Recorded data:
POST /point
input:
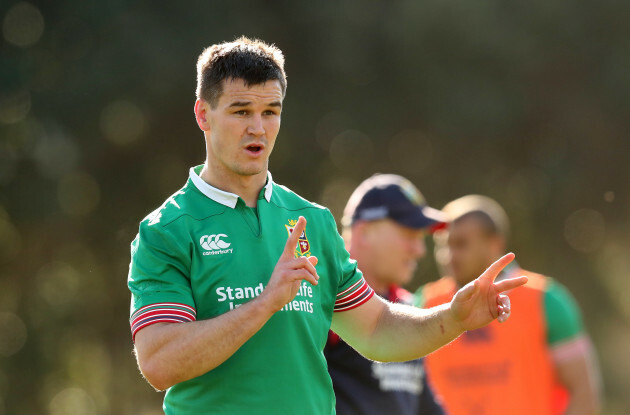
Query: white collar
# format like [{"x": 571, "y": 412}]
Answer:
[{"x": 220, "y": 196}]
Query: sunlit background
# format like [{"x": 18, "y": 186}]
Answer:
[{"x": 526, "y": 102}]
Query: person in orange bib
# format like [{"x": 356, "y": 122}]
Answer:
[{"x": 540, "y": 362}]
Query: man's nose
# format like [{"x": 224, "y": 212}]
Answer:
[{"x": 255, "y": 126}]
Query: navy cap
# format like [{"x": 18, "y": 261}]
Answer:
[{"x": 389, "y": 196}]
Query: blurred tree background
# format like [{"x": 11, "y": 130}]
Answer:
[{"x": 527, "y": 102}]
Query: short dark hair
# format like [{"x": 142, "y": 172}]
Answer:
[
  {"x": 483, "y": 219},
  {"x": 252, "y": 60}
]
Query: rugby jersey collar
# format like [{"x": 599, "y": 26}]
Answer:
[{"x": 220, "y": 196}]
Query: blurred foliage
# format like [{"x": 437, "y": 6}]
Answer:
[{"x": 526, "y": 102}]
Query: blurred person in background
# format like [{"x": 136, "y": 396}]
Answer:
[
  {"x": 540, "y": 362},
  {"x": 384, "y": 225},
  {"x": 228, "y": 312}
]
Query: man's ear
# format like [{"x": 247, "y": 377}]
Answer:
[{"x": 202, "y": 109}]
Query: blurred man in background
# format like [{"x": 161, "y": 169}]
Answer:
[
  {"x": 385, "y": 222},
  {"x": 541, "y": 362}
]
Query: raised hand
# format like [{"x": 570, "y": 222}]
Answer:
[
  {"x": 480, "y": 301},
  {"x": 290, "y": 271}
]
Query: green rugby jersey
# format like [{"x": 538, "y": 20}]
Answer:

Problem details: Print the entries above exactly, taking out only the pictures.

Complete response:
POST /point
input:
Query: white collar
# format like [{"x": 571, "y": 412}]
Answer:
[{"x": 220, "y": 196}]
Query: sunlit background
# format like [{"x": 18, "y": 186}]
Answer:
[{"x": 526, "y": 102}]
Query: person in orange bib
# format like [{"x": 356, "y": 122}]
Answer:
[{"x": 540, "y": 362}]
Query: man's nose
# format like [{"x": 224, "y": 212}]
Answer:
[{"x": 255, "y": 126}]
Query: navy cap
# format like [{"x": 18, "y": 261}]
Answer:
[{"x": 389, "y": 196}]
Query: blurred tree background
# format like [{"x": 11, "y": 130}]
Answer:
[{"x": 527, "y": 102}]
Query: short dark hair
# format like [{"x": 142, "y": 172}]
Answer:
[
  {"x": 483, "y": 219},
  {"x": 252, "y": 60}
]
Query: rugby jersey collar
# format like [{"x": 599, "y": 26}]
Answer:
[{"x": 220, "y": 196}]
Query: blurred foliage
# format like [{"x": 437, "y": 6}]
Answer:
[{"x": 526, "y": 102}]
Query: blurred person in background
# format like [{"x": 136, "y": 396}]
Answer:
[
  {"x": 540, "y": 362},
  {"x": 384, "y": 225},
  {"x": 228, "y": 312}
]
Query: man's ear
# format like [{"x": 247, "y": 377}]
Answer:
[{"x": 202, "y": 109}]
Query: blurred man in background
# format like [{"x": 161, "y": 169}]
Answer:
[
  {"x": 385, "y": 222},
  {"x": 541, "y": 362}
]
Query: raised hand
# format like [{"x": 570, "y": 222}]
Answer:
[
  {"x": 480, "y": 301},
  {"x": 290, "y": 271}
]
Query: green rugby jersey
# format like [{"x": 538, "y": 20}]
Answer:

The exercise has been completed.